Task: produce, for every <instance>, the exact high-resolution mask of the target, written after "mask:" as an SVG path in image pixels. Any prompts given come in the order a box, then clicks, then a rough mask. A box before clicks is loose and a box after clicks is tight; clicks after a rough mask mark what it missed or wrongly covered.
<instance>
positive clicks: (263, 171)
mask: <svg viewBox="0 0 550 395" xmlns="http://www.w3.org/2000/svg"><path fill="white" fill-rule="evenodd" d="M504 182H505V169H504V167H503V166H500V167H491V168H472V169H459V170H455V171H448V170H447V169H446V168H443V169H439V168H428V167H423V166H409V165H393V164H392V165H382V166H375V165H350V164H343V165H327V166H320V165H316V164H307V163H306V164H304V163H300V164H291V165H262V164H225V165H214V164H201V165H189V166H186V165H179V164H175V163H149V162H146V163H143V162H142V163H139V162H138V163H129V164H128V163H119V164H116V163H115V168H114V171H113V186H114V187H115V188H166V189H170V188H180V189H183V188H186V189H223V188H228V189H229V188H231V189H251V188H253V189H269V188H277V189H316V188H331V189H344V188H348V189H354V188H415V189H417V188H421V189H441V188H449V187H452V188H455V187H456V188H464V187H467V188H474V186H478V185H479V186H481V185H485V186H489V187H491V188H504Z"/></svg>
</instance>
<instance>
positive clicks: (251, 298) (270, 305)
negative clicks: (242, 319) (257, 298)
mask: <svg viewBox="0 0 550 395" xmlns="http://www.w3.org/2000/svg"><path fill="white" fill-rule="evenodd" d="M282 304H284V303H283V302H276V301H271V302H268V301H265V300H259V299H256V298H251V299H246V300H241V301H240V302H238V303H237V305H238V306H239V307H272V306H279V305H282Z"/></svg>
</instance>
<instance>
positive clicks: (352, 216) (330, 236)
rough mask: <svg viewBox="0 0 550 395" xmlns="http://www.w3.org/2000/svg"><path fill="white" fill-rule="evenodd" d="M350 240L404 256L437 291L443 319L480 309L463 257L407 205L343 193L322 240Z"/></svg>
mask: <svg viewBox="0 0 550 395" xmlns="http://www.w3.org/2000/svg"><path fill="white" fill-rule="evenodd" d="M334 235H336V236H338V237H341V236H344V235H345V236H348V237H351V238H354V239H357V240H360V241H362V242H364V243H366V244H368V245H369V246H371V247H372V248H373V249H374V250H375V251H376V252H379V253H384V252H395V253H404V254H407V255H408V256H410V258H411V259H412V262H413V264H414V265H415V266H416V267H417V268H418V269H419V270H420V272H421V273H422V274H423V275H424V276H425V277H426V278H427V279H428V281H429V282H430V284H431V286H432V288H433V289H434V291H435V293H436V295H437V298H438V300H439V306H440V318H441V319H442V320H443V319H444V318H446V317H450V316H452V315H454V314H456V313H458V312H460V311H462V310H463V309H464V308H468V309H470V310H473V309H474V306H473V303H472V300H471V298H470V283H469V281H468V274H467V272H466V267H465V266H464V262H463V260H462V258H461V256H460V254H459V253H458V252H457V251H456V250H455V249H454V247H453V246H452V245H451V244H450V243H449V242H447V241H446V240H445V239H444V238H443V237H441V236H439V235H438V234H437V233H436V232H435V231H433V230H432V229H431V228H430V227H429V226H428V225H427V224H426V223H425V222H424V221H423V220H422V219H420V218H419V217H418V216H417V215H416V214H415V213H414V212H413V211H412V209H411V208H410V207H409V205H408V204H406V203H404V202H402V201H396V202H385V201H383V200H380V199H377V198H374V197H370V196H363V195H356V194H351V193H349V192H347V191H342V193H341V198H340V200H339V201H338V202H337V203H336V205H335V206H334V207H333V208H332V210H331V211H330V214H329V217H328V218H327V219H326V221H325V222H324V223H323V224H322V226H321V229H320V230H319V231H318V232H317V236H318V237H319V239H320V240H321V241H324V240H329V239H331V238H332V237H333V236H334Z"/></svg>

### What to produce
Please reproduce the records above word for word, from the first line through the last.

### Answer box
Task: produce, for every <instance>, the exact high-resolution mask of the target, written after "mask:" as an SVG path in image pixels. Any prompts given come in the order a box, then clicks, then a rough mask. A box before clicks is loose and a box after clicks is tight; clicks after a rough mask mark what it missed or wrongly covered.
<instance>
positive clicks: (263, 171)
mask: <svg viewBox="0 0 550 395" xmlns="http://www.w3.org/2000/svg"><path fill="white" fill-rule="evenodd" d="M504 182H505V169H504V167H503V166H500V167H491V168H472V169H459V170H455V171H448V170H447V169H446V168H443V169H439V168H428V167H423V166H409V165H393V164H392V165H382V166H375V165H350V164H343V165H327V166H320V165H316V164H307V163H306V164H304V163H300V164H291V165H262V164H225V165H214V164H201V165H189V166H186V165H179V164H175V163H149V162H146V163H143V162H142V163H139V162H138V163H129V164H128V163H119V164H116V163H115V168H114V171H113V186H114V187H115V188H166V189H170V188H180V189H183V188H186V189H223V188H228V189H229V188H231V189H251V188H253V189H269V188H277V189H316V188H331V189H344V188H348V189H354V188H415V189H417V188H421V189H441V188H449V187H452V188H455V187H456V188H464V187H467V188H474V186H478V185H479V186H481V185H485V186H489V187H491V188H504Z"/></svg>
</instance>
<instance>
positive clicks: (251, 298) (270, 305)
negative clicks: (242, 319) (257, 298)
mask: <svg viewBox="0 0 550 395" xmlns="http://www.w3.org/2000/svg"><path fill="white" fill-rule="evenodd" d="M282 304H284V303H283V302H276V301H271V302H268V301H265V300H259V299H256V298H251V299H246V300H241V301H240V302H238V303H237V305H238V306H239V307H272V306H279V305H282Z"/></svg>
</instance>
<instance>
positive clicks: (352, 216) (330, 236)
rough mask: <svg viewBox="0 0 550 395" xmlns="http://www.w3.org/2000/svg"><path fill="white" fill-rule="evenodd" d="M350 240L404 256L437 291L443 319L480 309L463 257L407 205L343 193L322 240Z"/></svg>
mask: <svg viewBox="0 0 550 395" xmlns="http://www.w3.org/2000/svg"><path fill="white" fill-rule="evenodd" d="M334 235H336V236H338V237H341V236H344V235H345V236H348V237H351V238H354V239H357V240H360V241H362V242H364V243H366V244H368V245H369V246H371V247H372V248H373V249H374V250H375V251H376V252H379V253H384V252H395V253H404V254H407V255H408V256H410V258H411V259H412V262H413V264H414V265H415V266H416V267H417V268H418V269H419V270H420V272H421V273H422V274H423V275H424V276H425V277H426V278H427V279H428V281H429V282H430V284H431V286H432V288H433V289H434V291H435V293H436V295H437V298H438V300H439V306H440V318H441V319H442V320H443V319H444V318H446V317H450V316H452V315H454V314H456V313H458V312H460V311H462V310H463V309H464V308H468V309H470V310H473V309H474V306H473V303H472V300H471V298H470V283H469V281H468V274H467V272H466V267H465V266H464V262H463V260H462V258H461V256H460V254H459V253H458V252H457V251H456V250H455V249H454V247H453V246H452V245H451V244H450V243H449V242H447V241H446V240H445V239H444V238H443V237H441V236H439V235H438V234H437V233H436V232H435V231H433V230H432V229H431V228H430V227H429V226H428V225H427V224H426V223H425V222H424V221H423V220H422V219H420V218H419V217H418V216H417V215H416V214H415V213H414V212H413V211H412V209H411V208H410V207H409V205H408V204H406V203H404V202H402V201H396V202H385V201H383V200H380V199H377V198H374V197H370V196H363V195H356V194H351V193H349V192H347V191H342V193H341V198H340V200H339V201H338V202H337V203H336V205H335V206H334V207H333V208H332V210H331V211H330V214H329V217H328V218H327V219H326V221H325V222H324V223H323V224H322V226H321V229H320V230H319V231H318V232H317V236H318V237H319V239H320V240H321V241H324V240H329V239H331V238H332V237H333V236H334Z"/></svg>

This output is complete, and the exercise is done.